BAGIAN DOKUMEN:
::::::
Aman Abdurrahman, menurut Abu Fida, sangat dominan pemikiran tauhidnya, terutama Al-Wala’ wal Bara’. Sekelilingnya kerap kali mengunduh dan mencetakkan buku-buku kelompok Mujahidin dari internet salah satunya Da’wat al-muqawwamah karya Abu Mus’ab As-Sury. Apapun kitab yang diberikan kepada Aman, materi tauhid adalah materi utama yang dicari dan dipelajari olehnya. Sehingga pembahasan tentang tauhid dari Aman Abdurrahman sangat berpengaruh pada orang JI (Jamaah Islamiyah), JI sendiri, menurut Abu Fida, terpecah menjadi tiga: Neo-JI (berisi para pemuda), JI yang terpengaruh oleh ISIS, dan JI Konservatif (golongan tua). Bagi beliau, Neo-JI lebih menakutkan ketimbang ISIS karena mereka mengembangkan militer, saat Abu Fida di Mako Brimob ia menemukan barang bukti berupa Mesin Bubut yang digunakan untuk membuat senjata. Neo-JI ini hanya mendengarkan JI konservatif kalau ada yang merekomendasikan kepada mereka. Beberapa pendukung ISIS dari JI merupakan “alumni” NK (Nusa Kambangan) yang baiat bersama Ustad Abu Bakar Ba’asyir.

Bagi Abu Fida, rumus dari deradikalisasi adalah: “bagaimana pintu masuknya begitupula hal tersebut adalah pintu keluarnya”, maksudnya adalah bagaimana seseorang bisa bergabung dengan sebuah kelompok radikal (siapa yang mengajak dan belajar dari mana) adalah kuncinya untuk mereka keluar dari pandangan radikal itu. Jika ada seseorang yang masuk ke dalam pemikiran radikal karena seorang Ustad, maka Ustad tersebutlah yang menjadi jalan keluarnya. Jadi cara keluarnya tidak bisa disamaratakan. Di Mako Brimob, program deradikalisasi mengundang beberapa orang, namun hasilnya mental karena pintu masuknya bukan dari orang-orang yang diundang. Untuk melakukan deradikalisasi, apabila yang dihadapi adalah alumni JI yang lama (JI konservatif), Abu Fida berargumen, bahwa perlu melibatkan sesama alumni JI karena pola pikirnya sama sama berasal dari NII.
::::::
ISI DATA:
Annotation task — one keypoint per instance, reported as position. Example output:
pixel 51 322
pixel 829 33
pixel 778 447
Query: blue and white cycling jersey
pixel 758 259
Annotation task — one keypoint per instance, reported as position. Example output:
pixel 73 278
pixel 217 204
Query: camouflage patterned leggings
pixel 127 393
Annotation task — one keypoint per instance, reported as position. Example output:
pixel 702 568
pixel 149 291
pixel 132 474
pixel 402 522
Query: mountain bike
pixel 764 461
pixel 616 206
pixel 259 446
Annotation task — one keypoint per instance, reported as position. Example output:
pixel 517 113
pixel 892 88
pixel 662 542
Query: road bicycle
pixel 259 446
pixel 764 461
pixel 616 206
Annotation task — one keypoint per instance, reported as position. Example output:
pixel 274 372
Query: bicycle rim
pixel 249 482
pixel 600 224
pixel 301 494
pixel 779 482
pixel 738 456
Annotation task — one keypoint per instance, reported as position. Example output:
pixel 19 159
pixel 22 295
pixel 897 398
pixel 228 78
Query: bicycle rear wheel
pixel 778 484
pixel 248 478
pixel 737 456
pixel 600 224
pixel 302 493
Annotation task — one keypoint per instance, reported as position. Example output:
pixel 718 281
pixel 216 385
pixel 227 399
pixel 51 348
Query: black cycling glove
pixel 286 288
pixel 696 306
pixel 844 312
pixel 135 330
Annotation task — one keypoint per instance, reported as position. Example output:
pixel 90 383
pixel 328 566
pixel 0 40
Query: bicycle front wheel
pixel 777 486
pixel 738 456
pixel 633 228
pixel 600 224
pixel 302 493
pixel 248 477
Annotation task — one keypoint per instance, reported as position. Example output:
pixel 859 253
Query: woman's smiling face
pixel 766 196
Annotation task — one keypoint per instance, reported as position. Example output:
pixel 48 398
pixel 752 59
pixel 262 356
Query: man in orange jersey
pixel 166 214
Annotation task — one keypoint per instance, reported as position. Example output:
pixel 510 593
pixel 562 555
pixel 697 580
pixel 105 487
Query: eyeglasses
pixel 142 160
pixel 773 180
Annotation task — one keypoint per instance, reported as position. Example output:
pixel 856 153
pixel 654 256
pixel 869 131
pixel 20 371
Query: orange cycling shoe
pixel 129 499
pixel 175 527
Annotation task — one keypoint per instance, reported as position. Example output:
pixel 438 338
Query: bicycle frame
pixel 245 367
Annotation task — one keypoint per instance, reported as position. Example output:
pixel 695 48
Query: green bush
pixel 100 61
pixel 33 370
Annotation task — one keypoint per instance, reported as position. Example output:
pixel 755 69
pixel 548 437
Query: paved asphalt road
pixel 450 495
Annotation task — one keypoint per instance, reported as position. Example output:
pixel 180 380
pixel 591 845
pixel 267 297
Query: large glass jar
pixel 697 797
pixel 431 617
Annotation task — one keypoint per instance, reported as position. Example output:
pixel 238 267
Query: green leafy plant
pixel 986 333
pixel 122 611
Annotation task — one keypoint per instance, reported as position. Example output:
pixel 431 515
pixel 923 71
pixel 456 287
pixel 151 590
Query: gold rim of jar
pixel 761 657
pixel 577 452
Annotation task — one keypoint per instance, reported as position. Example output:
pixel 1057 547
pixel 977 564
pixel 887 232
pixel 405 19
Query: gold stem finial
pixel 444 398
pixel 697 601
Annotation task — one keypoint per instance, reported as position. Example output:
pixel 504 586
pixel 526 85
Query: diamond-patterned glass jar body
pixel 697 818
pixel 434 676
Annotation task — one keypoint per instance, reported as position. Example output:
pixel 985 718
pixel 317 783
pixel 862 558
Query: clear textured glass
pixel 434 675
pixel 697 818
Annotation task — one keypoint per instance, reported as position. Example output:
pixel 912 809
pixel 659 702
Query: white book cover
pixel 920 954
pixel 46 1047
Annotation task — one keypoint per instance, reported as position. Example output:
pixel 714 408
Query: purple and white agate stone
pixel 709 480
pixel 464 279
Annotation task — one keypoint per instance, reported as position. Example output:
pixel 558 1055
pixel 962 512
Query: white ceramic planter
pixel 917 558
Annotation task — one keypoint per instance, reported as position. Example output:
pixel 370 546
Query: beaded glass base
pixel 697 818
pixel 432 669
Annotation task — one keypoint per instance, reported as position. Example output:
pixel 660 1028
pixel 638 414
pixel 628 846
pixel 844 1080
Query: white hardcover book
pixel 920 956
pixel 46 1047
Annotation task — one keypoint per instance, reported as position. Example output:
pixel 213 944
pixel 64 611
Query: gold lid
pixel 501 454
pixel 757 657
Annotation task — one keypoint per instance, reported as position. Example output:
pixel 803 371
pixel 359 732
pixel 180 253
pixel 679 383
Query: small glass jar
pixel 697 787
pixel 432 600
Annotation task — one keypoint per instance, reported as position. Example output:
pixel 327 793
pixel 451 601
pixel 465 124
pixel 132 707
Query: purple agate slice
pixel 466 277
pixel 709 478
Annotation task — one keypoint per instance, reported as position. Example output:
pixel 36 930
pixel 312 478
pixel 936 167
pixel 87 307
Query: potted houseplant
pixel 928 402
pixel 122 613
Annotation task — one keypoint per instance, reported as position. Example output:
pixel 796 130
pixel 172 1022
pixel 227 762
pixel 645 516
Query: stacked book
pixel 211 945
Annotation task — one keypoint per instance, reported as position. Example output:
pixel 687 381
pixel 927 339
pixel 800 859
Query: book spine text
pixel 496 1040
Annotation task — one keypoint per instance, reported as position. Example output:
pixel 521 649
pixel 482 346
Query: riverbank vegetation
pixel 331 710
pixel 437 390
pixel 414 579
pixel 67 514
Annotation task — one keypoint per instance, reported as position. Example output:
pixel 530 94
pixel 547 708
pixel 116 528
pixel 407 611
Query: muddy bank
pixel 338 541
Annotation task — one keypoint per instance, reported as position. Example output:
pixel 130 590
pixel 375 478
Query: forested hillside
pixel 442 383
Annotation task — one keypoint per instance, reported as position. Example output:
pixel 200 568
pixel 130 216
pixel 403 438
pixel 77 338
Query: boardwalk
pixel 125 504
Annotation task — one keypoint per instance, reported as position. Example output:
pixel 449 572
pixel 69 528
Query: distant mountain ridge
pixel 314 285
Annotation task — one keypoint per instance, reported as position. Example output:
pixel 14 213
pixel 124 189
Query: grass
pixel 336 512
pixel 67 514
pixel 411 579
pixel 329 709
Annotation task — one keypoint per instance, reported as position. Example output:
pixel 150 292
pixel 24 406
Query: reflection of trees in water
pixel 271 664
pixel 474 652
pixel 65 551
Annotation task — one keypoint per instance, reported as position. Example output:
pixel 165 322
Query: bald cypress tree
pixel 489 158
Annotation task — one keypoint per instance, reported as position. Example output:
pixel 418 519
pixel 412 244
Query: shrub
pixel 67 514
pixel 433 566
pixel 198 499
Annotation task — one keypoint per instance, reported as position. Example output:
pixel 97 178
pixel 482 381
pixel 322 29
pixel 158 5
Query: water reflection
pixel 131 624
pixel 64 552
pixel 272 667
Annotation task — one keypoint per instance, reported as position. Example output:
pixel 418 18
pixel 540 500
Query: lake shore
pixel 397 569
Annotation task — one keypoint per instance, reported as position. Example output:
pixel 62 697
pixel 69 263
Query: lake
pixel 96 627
::::::
PERMINTAAN TERTULIS:
Lanjutkan bagian dokumen tentang pandangan Abu Fida mengenai deradikalisasi, mulai setelah kalimat terakhirnya. Baris-baris di atas diambil dari sumber lain.

HASIL LATIHAN:
Perkara deradikalisasi, Abu Fida juga mengutarakan bahwa pada prinsipnya seseorang akan mengikuti lingkungan dan komunitasnya, maka diperlukan untuk menciptakan komunitas-komunitas, maka seseorang akan mengikuti sekitarnya. Kalau tidak ada komunitas yang menaunginya maka dia akan mudah “kambuh” lagi. Menurut Abu Fida, seorang narapidana teroris kembali ke jalan radikal karena tidak mendapatkan kepuasan ideologi. Pria berdomisili Sidotopo ini juga pernah mendapati deradikalisasi oleh BNPT dalam bentuk dialog dengan anggota BNPT, ketika di LP Magelang sering dijenguk oleh peneliti-peneliti seperti Solahudin dan anggota Lembaga Swadaya Masyarakat (LSM) dan dipertemukan dengan korban Bom JW Marriot.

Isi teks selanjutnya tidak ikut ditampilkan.